■ Page extract ■
As it stands, the table will have an average row size of 664 bytes (assuming an average of 12 bytes stored for the IP, 100 bytes stored for the UA, 500 bytes stored for the JSONB, and 12 bytes stored for the event type). That's 332 GB for 500,000,000 rows. You could shave a couple of bytes off by aligning columns [0], which saves 1 GB. If the IP addresses and UA strings were lookup tables, each with an INT4, that saves 104 bytes per row. If you made the PK for the table a BIGINT, that saves another 8 bytes per row. The total savings between column alignment and basic normalization is 114 bytes per row, or 57 GB.

This doesn't touch on the indices, either. If you're using PG 13+, you get B+tree de-duplication [1] for free, which can help with some denormalized data, but not if you have anything with high cardinality, like a timestamp, or a UUID. With lookup tables, you would of course need to index those FKs (whether or not you're enforcing constraints), which adds some size, but is still a huge net gain.

> I know I could have used some type of daily aggregation combined with a weekly aggregation, etc to roll up the data incrementally. A dev tried this and yeah, it hide the slow queries but then it became inflexible in terms of reporting. And writing and maintaining these cronjobs is a lot of work.

And shifting your entire analytics workload isn't a lot of work? Between ROLLUP [2] and MATERIALIZED VIEW [3], which can automatically refresh itself with a cron, this doesn't seem that burdensome.

> Also BigQuery bill for https://web3dsurvey.com is like $0.25 month and it is dealing with millions of records in its 3 month window of stored data.

■ Recorded data ■
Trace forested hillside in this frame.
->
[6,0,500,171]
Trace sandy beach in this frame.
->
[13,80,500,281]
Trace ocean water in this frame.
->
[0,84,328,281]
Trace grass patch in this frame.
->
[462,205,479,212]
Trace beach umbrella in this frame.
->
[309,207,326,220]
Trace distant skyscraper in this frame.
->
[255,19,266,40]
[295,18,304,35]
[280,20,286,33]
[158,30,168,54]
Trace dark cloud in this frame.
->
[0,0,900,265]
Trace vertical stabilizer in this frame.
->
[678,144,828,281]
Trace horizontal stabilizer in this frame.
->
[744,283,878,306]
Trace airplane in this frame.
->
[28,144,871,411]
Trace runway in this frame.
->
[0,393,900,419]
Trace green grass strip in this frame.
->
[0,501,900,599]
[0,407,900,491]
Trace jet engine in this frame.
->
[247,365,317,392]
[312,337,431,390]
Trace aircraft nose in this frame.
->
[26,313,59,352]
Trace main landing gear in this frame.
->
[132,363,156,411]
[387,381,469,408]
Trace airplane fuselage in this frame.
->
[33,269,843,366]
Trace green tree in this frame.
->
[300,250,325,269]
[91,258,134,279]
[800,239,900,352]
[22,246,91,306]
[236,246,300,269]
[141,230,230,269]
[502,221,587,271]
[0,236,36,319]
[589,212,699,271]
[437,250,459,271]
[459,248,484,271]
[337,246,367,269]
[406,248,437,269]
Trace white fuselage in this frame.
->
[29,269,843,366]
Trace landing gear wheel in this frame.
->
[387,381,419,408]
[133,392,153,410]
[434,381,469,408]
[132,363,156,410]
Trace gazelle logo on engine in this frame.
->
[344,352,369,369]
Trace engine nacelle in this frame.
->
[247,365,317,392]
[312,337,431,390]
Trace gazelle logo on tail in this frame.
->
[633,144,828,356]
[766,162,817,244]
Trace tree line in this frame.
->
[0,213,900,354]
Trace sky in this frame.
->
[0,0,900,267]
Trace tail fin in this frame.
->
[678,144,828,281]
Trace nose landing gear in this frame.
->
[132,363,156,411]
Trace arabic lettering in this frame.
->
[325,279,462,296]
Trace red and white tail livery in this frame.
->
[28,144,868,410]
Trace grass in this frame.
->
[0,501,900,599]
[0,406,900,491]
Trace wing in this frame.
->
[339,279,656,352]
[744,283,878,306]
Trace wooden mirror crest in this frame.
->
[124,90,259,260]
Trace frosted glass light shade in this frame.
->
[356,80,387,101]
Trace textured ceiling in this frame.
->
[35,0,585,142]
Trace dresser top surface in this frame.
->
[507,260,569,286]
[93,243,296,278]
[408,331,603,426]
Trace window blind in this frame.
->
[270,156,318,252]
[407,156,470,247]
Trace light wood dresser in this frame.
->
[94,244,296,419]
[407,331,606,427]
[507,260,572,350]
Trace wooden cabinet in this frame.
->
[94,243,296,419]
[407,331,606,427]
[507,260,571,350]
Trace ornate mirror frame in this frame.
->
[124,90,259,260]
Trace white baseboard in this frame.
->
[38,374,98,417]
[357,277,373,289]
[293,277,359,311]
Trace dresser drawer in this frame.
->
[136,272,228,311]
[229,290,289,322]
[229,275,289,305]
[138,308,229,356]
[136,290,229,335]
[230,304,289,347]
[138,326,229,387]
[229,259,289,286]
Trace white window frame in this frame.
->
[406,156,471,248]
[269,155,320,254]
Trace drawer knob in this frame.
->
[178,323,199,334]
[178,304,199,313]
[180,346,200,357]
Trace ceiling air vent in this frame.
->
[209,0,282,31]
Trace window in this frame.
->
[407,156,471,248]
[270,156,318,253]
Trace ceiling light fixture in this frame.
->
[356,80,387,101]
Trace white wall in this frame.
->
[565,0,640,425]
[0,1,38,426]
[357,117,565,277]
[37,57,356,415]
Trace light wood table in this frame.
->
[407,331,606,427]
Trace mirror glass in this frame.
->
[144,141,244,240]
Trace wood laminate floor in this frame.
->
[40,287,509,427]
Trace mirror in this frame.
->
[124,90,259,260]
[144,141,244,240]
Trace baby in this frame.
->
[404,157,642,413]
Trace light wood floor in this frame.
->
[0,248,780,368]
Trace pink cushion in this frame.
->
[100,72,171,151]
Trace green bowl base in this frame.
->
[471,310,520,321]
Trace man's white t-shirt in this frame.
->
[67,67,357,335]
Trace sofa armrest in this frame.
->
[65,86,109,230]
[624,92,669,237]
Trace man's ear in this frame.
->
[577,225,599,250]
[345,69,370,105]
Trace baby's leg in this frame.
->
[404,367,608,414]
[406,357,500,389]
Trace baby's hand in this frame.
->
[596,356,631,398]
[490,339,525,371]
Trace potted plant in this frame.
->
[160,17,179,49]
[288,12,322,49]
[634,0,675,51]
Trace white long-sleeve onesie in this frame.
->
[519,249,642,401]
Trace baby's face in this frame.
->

■ Directions for this task ■
According to the forum reply, how many bytes per row would be saved by making the table's primary key a BIGINT? The entries have no connection to the forum reply.

■ Answer for this exercise ■
8 bytes per row.